▶ _TASK DETAILS_
Below are several records. Retype exactly those lines running from the one with "Question. Locate the eiffel tower antenna" through the one with "Question. Locate the paved walkway", end lines included, and no others.

▶ _SUPPLIED RECORDS_
=====

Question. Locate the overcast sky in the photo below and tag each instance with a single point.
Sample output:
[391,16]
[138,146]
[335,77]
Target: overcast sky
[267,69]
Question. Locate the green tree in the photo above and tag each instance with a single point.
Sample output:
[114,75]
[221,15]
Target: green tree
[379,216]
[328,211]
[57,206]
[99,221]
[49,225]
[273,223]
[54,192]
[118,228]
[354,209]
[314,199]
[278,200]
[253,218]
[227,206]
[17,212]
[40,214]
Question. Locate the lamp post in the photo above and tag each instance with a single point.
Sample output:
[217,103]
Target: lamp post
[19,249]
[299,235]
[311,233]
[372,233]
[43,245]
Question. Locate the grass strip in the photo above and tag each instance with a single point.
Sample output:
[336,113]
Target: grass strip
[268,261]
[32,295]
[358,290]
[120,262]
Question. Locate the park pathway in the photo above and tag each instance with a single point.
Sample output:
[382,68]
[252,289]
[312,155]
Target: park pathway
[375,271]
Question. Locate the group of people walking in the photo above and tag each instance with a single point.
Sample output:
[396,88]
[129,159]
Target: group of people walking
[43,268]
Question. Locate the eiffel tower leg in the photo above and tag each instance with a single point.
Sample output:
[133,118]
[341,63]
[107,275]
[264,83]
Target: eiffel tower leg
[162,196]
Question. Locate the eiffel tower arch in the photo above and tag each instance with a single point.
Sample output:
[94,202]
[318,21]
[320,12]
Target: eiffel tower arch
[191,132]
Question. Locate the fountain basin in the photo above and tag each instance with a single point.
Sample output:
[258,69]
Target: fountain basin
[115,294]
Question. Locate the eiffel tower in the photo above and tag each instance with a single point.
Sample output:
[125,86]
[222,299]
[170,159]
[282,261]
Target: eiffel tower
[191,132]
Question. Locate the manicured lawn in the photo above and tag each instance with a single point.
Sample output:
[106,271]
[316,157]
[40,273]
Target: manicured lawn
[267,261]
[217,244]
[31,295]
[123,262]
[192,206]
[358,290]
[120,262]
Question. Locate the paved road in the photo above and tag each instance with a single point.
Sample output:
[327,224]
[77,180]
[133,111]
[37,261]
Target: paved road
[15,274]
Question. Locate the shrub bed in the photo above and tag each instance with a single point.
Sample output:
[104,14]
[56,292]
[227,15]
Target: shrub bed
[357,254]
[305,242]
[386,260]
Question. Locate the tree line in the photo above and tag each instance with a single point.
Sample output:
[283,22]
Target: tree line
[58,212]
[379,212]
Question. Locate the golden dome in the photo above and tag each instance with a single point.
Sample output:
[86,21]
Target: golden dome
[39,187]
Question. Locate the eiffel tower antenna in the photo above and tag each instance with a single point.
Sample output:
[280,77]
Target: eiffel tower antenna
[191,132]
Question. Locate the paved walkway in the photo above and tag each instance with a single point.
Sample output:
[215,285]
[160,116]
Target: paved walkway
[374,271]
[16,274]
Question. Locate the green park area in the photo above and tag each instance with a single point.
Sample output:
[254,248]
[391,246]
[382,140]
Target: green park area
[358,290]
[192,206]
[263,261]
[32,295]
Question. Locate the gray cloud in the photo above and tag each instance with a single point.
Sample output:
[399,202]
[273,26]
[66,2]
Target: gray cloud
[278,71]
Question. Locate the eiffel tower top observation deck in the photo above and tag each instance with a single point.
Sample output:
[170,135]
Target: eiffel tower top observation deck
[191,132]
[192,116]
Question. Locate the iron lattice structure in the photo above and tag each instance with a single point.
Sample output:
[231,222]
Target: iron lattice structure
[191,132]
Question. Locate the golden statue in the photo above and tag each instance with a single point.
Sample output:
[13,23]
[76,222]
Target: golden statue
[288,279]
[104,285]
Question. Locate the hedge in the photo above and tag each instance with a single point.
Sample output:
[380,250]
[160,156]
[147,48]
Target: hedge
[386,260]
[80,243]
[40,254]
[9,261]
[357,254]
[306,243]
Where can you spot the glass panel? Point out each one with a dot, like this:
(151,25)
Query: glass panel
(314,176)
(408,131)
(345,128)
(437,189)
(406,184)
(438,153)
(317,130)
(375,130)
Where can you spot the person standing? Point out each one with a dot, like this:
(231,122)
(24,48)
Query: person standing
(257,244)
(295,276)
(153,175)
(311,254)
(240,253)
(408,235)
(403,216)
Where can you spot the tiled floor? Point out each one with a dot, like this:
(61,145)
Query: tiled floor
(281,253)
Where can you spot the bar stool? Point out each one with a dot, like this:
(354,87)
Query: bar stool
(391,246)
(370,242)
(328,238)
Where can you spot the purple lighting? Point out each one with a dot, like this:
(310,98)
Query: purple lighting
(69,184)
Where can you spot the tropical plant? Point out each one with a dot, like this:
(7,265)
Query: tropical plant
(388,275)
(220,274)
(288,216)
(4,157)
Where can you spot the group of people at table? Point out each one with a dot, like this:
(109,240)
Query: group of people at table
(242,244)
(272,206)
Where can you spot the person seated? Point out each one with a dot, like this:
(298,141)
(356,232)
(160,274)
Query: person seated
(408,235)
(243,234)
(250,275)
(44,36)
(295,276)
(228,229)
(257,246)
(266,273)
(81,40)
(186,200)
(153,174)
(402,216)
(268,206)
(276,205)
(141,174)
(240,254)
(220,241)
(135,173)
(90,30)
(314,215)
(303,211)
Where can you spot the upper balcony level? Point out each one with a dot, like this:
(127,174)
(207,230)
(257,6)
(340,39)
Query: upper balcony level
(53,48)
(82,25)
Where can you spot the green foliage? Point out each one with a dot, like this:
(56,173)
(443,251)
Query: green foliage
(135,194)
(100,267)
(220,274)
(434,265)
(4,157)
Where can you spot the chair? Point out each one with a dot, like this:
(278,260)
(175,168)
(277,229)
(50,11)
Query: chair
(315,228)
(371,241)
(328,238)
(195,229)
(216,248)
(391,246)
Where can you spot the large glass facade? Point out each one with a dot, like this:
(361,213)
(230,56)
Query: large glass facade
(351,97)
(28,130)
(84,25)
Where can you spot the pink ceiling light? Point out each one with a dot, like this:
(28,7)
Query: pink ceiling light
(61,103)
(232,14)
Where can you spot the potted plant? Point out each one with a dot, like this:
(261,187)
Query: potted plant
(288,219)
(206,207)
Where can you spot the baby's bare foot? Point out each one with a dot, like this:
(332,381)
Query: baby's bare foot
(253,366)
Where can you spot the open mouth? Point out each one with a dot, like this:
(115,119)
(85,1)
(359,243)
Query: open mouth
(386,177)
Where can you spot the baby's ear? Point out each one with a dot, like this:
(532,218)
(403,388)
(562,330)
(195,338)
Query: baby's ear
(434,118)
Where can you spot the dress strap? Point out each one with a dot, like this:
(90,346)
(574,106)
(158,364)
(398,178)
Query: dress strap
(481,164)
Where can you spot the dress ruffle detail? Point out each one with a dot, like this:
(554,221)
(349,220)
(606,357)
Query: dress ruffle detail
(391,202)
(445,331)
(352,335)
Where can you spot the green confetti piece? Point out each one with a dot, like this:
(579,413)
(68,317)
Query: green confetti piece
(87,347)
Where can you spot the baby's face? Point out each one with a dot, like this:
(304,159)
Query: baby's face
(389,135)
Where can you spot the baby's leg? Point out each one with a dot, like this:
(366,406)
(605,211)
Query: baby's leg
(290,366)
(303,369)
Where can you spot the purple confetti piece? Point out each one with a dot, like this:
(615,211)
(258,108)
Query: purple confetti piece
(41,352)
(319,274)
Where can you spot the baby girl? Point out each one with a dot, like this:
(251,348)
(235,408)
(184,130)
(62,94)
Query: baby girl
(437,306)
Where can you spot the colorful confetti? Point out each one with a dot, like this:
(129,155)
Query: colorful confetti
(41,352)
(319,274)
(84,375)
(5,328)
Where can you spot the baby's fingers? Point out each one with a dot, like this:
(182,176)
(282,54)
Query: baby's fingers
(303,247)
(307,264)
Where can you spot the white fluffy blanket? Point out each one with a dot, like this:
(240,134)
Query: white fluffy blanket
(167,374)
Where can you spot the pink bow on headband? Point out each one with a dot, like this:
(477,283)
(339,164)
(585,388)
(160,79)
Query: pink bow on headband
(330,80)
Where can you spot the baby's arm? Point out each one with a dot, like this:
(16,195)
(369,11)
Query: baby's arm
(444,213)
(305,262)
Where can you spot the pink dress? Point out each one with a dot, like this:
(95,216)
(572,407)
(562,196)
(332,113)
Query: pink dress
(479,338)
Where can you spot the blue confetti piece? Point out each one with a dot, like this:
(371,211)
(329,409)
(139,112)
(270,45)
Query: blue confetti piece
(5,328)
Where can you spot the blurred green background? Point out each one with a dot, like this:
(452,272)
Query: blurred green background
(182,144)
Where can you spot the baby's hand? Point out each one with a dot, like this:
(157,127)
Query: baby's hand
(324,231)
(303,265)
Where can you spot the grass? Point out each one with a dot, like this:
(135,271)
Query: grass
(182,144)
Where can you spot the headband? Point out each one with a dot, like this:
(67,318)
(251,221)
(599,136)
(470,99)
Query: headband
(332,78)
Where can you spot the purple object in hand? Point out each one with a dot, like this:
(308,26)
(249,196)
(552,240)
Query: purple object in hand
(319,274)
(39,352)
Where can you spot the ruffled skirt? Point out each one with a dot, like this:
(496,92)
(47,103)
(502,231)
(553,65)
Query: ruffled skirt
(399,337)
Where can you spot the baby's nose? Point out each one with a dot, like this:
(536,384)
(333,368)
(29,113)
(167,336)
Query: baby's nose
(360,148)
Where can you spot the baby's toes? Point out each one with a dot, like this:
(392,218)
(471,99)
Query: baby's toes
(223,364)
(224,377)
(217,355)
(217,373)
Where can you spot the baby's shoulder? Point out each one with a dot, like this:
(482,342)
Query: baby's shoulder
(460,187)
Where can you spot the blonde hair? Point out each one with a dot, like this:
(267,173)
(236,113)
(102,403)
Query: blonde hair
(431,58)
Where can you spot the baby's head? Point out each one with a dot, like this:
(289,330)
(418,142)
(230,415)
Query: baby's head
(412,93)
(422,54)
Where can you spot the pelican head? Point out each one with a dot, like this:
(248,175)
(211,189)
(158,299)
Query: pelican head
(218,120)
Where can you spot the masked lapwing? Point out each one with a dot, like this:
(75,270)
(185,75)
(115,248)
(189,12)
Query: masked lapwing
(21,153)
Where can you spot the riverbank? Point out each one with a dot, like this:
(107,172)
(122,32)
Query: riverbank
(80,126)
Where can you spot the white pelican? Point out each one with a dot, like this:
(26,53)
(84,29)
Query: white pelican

=====

▶ _ANSWER BELOW_
Question. Locate the eiffel tower antenna in the photo above and tag each instance with a single point.
Sample output:
[280,77]
Target: eiffel tower antenna
[191,132]
Question. Locate the paved walkway in the photo above and tag each instance with a single point.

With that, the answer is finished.